**Your instructions:**
Reproduce all of the entries below exactly, without images.

**Image point grounding data:**
BEGIN

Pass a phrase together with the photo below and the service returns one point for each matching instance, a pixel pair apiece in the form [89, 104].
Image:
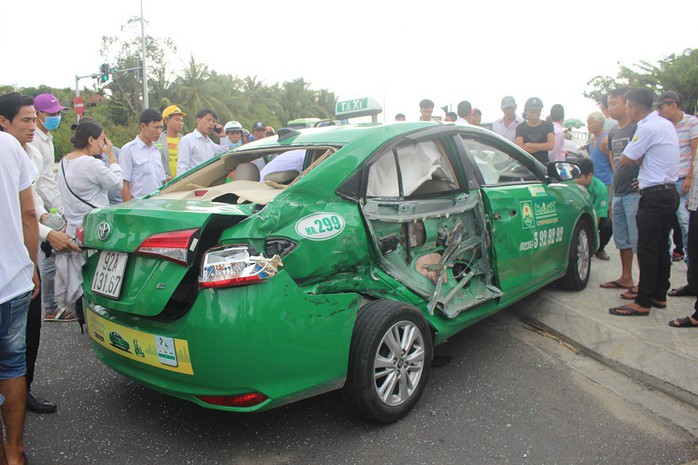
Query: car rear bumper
[267, 338]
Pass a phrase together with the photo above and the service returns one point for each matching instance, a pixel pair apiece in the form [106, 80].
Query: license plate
[109, 274]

END

**Reply:**
Pass a phrase together with the photo below and the service returns one point for each matching instance, a pixel pair apiece in the form [89, 104].
Image:
Query: car rear bumper
[267, 338]
Pass a phrase together with the photo above and the service returns one point for each matching instance, a pixel pair apiece in the form [106, 80].
Query: license plate
[109, 274]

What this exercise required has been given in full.